Natural language region descriptions:
-- Opening Marker --

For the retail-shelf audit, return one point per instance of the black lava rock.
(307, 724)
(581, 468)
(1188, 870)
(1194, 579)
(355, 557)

-- Closing Marker --

▶ _Work order_: Word for word, give the records again.

▶ _Task output_:
For the retail-shelf audit, return one point per instance of the black lava rock.
(307, 724)
(581, 468)
(1188, 870)
(1194, 579)
(355, 557)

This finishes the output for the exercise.